Yapılacaklar Listesi:
- 1) Okuma metnine göre Leyla Güven açlık grevinin kaçıncı gününde?
- 2) Okuma metninin "Halkların Demokratik Partisi(HDP)" ifadesiyle başlayıp "gideceklerini ifade etti." ifadesiyle biten kısmını, "bu akşam" yerine "bu gece" koyarak yeniden yazın.
++++ Okuma Metni
Halkların Demokratik Partisi(HDP) Eş Genel Başkanı Pervin Buldan ve Meclis Başkanvekili Mithat Sancar, Demokratik Toplum Kongresi (DTK) Eşbaşkanı ve Hakkari Milletvekili Leyla Güven'in PKK Lideri Abdullah Öcalan'a uygulanan tecridin kaldırılması için başlattığı açlık grevi eylemine destek amacıyla Meclis'te gerçekleştirilen açlık grevine ilişkin basın açıklaması yaptı. Açıklamaya Meclis'te açlık grevinde bulunan HDP milletvekilleri de katıldı. Dün 10 vekil ile birlikte açlık grevine girdiklerini belirten Pervin, bu akşam açlık grevi eyleminin sona ereceğini ve yarınki MYK toplantısında bir eylem planlamasına gideceklerini ifade etti.  
 
Açlık grevinin 28'inci gününde olan Leyla Güven'in eyleminin sahiplenmesi gerektiğinin altını çizen Pervin, "Leyla Güven arkadaşımız 24 Haziran seçimlerinde Hakkari halkının iradesi olarak seçildi ve bugün parlamentonun tek tutuklu milletvekili. Ancak Leyla Güven kendi durumuna ilişkin değil, 3 yıldır devam eden ve ağırlaştırılmış tecride dikkat çekmek için açlık grevi eylemine girmiştir" diye ekledi.
++++++++
++++ Sağlanan Malzeme
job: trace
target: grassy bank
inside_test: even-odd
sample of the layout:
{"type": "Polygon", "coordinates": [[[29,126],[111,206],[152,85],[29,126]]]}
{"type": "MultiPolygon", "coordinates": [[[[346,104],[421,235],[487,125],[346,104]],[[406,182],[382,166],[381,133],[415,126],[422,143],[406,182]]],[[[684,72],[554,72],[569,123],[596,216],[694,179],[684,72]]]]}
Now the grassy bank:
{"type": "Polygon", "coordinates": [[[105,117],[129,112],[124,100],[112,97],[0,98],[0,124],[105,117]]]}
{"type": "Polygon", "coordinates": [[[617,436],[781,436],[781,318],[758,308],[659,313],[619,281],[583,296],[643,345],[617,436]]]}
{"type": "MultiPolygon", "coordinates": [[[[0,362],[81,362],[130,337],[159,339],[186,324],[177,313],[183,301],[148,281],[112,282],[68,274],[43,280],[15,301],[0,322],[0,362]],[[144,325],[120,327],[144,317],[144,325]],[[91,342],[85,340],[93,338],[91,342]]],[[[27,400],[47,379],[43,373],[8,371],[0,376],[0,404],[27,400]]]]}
++++++++
Görevlere Göre Yanıtlar:
- 1) 28'inci gününde.

- 2)
Halkların Demokratik Partisi(HDP) Eş Genel Başkanı Pervin Buldan ve Meclis Başkanvekili Mithat Sancar, Demokratik Toplum Kongresi (DTK) Eşbaşkanı ve Hakkari Milletvekili Leyla Güven'in PKK Lideri Abdullah Öcalan'a uygulanan tecridin kaldırılması için başlattığı açlık grevi eylemine destek amacıyla Meclis'te gerçekleştirilen açlık grevine ilişkin basın açıklaması yaptı. Açıklamaya Meclis'te açlık grevinde bulunan HDP milletvekilleri de katıldı. Dün 10 vekil ile birlikte açlık grevine girdiklerini belirten Pervin, bu gece açlık grevi eyleminin sona ereceğini ve yarınki MYK toplantısında bir eylem planlamasına gideceklerini ifade etti.